The problem => From the line containing "Target — winding trail" to the end of the entries, return every line exactly, both ends included, and add nothing.

Records from a dataset =>
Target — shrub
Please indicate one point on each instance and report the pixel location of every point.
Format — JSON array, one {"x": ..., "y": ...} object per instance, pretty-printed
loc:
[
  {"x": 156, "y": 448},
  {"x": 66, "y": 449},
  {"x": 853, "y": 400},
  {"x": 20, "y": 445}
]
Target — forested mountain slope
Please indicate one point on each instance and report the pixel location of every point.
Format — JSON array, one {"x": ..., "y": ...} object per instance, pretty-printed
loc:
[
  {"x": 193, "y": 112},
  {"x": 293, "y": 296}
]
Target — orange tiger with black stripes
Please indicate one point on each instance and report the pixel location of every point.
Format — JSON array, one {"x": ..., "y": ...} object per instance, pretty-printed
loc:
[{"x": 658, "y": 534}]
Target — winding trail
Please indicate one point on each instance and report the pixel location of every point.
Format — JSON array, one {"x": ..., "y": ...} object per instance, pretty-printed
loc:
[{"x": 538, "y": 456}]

Output for this exercise =>
Target — winding trail
Please indicate one point on each instance and report the pixel location of every point.
Format — JSON array, one {"x": ..., "y": ...} object per instance, pretty-printed
loc:
[{"x": 538, "y": 456}]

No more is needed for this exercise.